#### Excerpts of pointing data
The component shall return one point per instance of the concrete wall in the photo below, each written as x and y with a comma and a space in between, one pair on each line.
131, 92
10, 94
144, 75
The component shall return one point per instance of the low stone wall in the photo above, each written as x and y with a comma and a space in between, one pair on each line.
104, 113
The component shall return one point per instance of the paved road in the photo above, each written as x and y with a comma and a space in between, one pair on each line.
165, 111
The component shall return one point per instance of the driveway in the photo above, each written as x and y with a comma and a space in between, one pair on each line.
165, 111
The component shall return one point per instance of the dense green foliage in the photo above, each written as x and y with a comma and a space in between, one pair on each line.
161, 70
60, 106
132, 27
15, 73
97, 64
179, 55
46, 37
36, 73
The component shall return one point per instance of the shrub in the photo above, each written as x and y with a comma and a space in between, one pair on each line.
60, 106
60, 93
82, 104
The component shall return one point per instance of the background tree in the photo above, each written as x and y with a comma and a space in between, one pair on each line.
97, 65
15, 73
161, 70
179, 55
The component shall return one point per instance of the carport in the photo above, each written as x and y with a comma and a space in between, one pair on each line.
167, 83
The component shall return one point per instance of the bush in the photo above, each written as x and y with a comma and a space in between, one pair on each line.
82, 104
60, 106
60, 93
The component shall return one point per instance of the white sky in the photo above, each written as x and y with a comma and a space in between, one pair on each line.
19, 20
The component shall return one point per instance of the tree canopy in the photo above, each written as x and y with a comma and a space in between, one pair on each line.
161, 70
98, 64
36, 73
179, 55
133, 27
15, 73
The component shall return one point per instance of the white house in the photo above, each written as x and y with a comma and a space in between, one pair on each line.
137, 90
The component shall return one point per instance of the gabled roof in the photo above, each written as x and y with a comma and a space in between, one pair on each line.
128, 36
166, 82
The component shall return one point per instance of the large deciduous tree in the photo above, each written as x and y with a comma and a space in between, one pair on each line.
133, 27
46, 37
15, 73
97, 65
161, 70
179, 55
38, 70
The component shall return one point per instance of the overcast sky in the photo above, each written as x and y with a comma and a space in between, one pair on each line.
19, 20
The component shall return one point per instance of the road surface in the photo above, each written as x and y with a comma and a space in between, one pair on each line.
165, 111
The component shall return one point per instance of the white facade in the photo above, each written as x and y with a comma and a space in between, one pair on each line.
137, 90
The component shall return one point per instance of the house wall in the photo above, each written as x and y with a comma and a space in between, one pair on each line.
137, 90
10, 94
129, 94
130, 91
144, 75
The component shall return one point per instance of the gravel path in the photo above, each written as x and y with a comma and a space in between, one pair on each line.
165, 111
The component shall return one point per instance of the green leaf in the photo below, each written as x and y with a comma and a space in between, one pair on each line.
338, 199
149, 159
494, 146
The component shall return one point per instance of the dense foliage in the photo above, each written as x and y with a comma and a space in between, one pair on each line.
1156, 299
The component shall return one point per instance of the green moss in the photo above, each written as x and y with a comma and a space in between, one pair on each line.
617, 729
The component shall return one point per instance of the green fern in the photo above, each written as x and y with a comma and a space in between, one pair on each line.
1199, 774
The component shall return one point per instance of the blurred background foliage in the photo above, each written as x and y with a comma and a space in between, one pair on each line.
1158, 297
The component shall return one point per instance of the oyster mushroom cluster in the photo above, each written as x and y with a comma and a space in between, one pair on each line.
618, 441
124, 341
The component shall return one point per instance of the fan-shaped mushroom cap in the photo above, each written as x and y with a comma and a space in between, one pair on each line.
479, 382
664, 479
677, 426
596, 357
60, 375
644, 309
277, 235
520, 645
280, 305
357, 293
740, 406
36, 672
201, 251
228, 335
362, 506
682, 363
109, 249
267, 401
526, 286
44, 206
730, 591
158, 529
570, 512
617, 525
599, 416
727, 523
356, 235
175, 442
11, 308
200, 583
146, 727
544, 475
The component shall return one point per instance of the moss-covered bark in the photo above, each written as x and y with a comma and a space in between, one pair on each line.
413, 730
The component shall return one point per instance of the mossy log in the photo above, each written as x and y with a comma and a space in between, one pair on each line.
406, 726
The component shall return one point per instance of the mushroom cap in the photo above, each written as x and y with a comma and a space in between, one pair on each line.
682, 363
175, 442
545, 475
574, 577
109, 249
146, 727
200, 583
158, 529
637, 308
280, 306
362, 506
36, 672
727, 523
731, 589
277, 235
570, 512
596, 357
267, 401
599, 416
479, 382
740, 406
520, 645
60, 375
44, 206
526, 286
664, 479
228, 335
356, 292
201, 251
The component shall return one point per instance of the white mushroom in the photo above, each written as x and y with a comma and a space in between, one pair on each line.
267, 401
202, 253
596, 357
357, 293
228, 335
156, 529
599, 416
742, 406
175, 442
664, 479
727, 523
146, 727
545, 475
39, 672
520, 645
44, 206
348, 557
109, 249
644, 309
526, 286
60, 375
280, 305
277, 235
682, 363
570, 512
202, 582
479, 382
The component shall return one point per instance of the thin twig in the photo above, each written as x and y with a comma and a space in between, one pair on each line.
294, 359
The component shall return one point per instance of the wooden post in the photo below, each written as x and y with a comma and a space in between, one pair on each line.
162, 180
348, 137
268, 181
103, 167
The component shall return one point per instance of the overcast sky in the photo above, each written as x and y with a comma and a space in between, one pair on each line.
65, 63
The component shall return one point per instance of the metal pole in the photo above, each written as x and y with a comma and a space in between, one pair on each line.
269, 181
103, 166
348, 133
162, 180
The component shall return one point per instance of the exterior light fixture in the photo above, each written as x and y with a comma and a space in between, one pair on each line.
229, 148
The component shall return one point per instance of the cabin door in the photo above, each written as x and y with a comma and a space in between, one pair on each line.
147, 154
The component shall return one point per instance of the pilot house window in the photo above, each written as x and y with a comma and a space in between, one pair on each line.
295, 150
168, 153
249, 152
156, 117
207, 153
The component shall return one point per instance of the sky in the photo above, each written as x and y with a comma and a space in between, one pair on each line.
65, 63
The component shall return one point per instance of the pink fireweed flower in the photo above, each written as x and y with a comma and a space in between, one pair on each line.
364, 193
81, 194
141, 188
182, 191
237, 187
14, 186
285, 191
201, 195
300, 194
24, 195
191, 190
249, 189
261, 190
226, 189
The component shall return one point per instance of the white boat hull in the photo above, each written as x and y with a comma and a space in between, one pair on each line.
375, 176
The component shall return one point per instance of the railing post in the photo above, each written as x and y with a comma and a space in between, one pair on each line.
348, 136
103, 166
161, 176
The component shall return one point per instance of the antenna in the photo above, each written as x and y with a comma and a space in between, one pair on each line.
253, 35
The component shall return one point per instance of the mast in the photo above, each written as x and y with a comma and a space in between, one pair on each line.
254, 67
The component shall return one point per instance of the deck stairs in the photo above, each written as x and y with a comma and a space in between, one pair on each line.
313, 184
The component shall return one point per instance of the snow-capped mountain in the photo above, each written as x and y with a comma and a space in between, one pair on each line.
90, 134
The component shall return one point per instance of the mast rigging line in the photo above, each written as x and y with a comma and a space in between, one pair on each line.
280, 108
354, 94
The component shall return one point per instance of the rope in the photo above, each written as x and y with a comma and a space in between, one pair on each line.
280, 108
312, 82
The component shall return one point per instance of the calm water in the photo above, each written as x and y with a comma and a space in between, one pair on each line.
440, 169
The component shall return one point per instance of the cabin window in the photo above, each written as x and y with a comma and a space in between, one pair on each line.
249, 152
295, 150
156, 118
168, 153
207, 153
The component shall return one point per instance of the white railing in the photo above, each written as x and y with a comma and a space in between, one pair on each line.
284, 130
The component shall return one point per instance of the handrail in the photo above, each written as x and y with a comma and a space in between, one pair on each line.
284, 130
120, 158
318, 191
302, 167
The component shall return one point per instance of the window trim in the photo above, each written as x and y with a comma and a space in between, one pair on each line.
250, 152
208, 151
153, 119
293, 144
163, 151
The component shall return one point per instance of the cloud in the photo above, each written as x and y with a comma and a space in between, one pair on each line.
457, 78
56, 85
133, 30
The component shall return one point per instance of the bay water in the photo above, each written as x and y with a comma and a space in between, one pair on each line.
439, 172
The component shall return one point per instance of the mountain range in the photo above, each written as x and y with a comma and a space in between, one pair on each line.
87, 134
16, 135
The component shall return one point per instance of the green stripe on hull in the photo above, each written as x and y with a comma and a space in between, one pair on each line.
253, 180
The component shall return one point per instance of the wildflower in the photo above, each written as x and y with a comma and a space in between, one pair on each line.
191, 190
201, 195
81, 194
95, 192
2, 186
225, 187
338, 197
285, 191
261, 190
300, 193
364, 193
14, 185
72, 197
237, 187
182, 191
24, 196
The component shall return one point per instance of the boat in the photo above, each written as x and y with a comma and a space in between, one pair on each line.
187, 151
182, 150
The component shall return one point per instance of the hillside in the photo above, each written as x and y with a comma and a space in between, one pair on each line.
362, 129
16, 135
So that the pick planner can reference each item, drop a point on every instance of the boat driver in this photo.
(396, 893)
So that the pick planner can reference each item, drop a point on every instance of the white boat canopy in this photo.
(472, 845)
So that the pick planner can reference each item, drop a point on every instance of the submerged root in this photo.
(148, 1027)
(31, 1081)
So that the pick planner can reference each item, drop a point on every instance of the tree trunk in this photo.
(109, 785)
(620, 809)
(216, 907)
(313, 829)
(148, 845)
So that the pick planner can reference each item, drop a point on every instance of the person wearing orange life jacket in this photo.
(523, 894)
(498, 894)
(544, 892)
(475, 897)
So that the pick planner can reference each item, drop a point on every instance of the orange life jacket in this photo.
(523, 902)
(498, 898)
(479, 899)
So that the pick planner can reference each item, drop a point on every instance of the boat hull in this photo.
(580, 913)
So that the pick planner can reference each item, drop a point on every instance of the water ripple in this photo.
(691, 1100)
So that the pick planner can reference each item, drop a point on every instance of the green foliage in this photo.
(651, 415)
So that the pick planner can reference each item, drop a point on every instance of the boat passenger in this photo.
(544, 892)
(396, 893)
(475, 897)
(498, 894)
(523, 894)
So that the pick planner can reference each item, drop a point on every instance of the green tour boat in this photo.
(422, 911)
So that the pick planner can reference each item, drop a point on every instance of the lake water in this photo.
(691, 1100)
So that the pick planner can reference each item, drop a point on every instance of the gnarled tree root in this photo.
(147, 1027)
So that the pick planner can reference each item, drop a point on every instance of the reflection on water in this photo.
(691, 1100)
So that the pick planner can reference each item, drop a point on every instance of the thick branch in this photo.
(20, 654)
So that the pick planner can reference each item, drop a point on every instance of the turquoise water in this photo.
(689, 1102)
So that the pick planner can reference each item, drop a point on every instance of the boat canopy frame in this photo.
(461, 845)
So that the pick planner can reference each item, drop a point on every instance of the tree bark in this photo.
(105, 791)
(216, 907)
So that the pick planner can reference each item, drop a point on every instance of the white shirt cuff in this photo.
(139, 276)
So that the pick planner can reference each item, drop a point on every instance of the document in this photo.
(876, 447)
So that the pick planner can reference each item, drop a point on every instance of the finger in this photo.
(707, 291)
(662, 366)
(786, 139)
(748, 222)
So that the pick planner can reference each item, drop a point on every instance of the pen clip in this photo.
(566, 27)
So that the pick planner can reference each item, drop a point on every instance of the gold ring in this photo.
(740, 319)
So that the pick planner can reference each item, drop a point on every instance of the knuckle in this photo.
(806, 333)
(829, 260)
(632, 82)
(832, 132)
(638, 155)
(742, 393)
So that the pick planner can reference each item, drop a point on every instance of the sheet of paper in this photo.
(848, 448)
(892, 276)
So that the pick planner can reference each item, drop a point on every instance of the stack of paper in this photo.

#### Task instructions
Set down only these lines, exactly: the line containing "bark in this photo." and each line after it, through the end of the listing.

#### Solution for this exercise
So that the pick planner can reference each item, drop a point on every instance of the tree bark in this photo.
(105, 791)
(216, 907)
So that the pick planner can reference each item, drop a point on every instance of the white shirt cuff in this photo.
(139, 276)
So that the pick planner can reference each item, drop a point on every instance of the document in this photo.
(876, 447)
So that the pick planner can reference each item, drop a point on every instance of the finger in this photo.
(707, 291)
(662, 366)
(786, 139)
(748, 222)
So that the pick planner can reference each item, drop a point on every instance of the pen clip in this photo.
(566, 27)
So that the pick planner can reference each item, drop a point on every instance of the gold ring in this photo.
(740, 319)
So that the pick planner can reference each item, drop a point on every instance of the knuckle in this photo.
(806, 333)
(829, 260)
(632, 82)
(832, 132)
(638, 155)
(742, 393)
So that the pick planner can reference each item, drop a point on every instance of the sheet of paper in this photo.
(848, 448)
(892, 276)
So that the pick planner can reference each item, drop a point on every instance of the stack of paper in this photo.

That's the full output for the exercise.